How long will we bargain with the Universe, desperately bartering for any coin of the realm that would purchase our relief?

Will we become like the hateful, spiritually stunted, cranky sufferer, whose anger consumes him?

Some may move on more quickly to acceptance, acknowledging the sacrifice of suffering, and offering it to something or someone greater than their own will.

This is the moment when Pain ceases to be the mortal enemy. Suffering becomes a Companion on life’s pilgrimage. The constant distraction, challenge, dilemma morphs into the thorn mentioned by the apostle Paul in 2 Corinthians 12:7, serving a higher purpose.

All pain sufferers, like Job, are constantly reminded of the harder questions of life: What is my purpose? Why does an omnipotent Creator allow suffering in this life? Is Heaven real? And our asking becomes acts of worship, defining our lives of sacrifice and communion with a suffering Redeemer.

We may name our traveling companion Perseverance, Will, Patience, even Love. 

Consider the lyrics ofBy My Side, from the musical Godspell, as a disciple beseeches the Savior, revealing the name she has given her pain:

Where are you going?

Where are you going?

Can you take me with you?

For my hand is cold

And needs warmth

Where are you going?

▶ [Written problem] Return the passage of the reflection on suffering above from "Some may move" up to and including "their own will.", copied word for word.

Stored dataset items:
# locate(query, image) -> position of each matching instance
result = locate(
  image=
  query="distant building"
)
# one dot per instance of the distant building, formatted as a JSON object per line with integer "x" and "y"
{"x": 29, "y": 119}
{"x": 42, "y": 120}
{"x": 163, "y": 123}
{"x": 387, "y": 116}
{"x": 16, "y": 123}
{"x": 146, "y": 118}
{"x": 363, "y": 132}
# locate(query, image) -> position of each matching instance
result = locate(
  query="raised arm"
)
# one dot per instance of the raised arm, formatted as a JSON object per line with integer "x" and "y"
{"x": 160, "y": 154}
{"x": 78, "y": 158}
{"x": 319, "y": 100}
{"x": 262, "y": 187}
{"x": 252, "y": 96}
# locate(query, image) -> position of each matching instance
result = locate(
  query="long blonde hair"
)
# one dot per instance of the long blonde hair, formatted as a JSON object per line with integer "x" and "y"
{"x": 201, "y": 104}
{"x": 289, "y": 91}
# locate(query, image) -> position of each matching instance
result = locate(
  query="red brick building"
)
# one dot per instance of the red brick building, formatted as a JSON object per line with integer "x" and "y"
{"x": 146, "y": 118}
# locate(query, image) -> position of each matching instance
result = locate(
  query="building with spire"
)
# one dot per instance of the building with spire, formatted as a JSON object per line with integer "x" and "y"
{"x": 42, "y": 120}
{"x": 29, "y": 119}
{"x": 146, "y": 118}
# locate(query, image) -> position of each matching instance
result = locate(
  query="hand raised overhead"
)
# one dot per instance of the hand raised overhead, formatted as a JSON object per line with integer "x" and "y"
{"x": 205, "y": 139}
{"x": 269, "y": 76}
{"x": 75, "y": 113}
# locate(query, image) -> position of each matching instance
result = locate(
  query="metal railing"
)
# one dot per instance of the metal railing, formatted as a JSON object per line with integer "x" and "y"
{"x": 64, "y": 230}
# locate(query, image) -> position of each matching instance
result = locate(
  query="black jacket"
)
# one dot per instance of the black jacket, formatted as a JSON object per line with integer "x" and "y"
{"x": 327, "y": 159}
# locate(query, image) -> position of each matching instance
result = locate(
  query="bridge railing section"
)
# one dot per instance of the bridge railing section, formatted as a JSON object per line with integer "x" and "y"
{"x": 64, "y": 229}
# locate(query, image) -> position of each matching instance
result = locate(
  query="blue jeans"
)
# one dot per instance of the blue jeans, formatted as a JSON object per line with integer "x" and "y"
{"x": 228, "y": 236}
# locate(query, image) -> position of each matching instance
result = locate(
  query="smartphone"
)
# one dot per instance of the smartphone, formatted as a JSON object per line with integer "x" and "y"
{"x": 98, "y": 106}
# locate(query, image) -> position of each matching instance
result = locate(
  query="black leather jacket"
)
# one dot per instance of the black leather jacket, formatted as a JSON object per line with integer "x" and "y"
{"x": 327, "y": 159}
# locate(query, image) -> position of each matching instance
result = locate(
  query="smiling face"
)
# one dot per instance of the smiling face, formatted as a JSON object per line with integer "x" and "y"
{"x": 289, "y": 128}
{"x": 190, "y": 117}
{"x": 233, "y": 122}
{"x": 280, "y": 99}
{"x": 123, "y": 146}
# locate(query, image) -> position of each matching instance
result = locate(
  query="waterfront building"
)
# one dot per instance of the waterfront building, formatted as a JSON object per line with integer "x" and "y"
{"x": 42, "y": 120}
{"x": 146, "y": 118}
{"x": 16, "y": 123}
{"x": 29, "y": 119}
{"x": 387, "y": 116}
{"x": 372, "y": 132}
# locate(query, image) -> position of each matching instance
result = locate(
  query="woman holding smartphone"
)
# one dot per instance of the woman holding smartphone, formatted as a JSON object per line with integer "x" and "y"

▶ [Result of the exercise]
Some may move on more quickly to acceptance, acknowledging the sacrifice of suffering, and offering it to something or someone greater than their own will.